**Data:**
****************
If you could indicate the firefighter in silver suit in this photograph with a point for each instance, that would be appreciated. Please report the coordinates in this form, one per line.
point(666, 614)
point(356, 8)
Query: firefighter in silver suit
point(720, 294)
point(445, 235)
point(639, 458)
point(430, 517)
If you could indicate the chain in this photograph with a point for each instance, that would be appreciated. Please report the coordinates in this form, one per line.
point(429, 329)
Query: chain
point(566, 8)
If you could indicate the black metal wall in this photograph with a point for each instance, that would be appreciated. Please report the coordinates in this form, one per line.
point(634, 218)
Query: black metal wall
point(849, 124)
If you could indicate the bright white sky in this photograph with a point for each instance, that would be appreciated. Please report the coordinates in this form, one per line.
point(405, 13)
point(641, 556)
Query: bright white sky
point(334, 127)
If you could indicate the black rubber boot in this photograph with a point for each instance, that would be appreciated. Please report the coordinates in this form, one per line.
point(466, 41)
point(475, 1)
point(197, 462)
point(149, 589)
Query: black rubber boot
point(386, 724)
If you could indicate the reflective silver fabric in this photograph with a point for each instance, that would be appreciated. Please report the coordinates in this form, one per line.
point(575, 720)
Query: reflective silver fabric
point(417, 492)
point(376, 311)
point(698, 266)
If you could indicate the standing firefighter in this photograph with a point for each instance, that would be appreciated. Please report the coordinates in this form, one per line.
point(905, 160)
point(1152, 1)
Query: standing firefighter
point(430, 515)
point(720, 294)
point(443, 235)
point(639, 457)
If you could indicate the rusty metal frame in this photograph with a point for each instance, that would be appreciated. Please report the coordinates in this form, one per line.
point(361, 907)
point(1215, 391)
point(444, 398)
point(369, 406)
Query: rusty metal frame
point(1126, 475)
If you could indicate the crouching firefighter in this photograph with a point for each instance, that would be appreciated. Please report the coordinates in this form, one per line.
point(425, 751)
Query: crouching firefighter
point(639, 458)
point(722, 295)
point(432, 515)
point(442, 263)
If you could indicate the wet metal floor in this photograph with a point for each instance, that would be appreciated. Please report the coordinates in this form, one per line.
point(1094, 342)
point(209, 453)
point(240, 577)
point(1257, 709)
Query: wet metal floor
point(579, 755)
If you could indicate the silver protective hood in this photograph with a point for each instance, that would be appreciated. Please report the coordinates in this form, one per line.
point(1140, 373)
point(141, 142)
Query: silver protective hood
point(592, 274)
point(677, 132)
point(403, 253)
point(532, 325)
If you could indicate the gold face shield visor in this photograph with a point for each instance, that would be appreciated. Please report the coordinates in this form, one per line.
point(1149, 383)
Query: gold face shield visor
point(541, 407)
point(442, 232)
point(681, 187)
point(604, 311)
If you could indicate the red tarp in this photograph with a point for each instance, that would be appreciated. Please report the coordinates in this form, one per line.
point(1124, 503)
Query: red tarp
****************
**Description of the task:**
Using the material above, return every line that holds the string "tarp".

**Result for this task:**
If you could indicate the red tarp in this photograph with a point for each instance, that would be appreciated. Please report the coordinates in this form, one per line.
Query: red tarp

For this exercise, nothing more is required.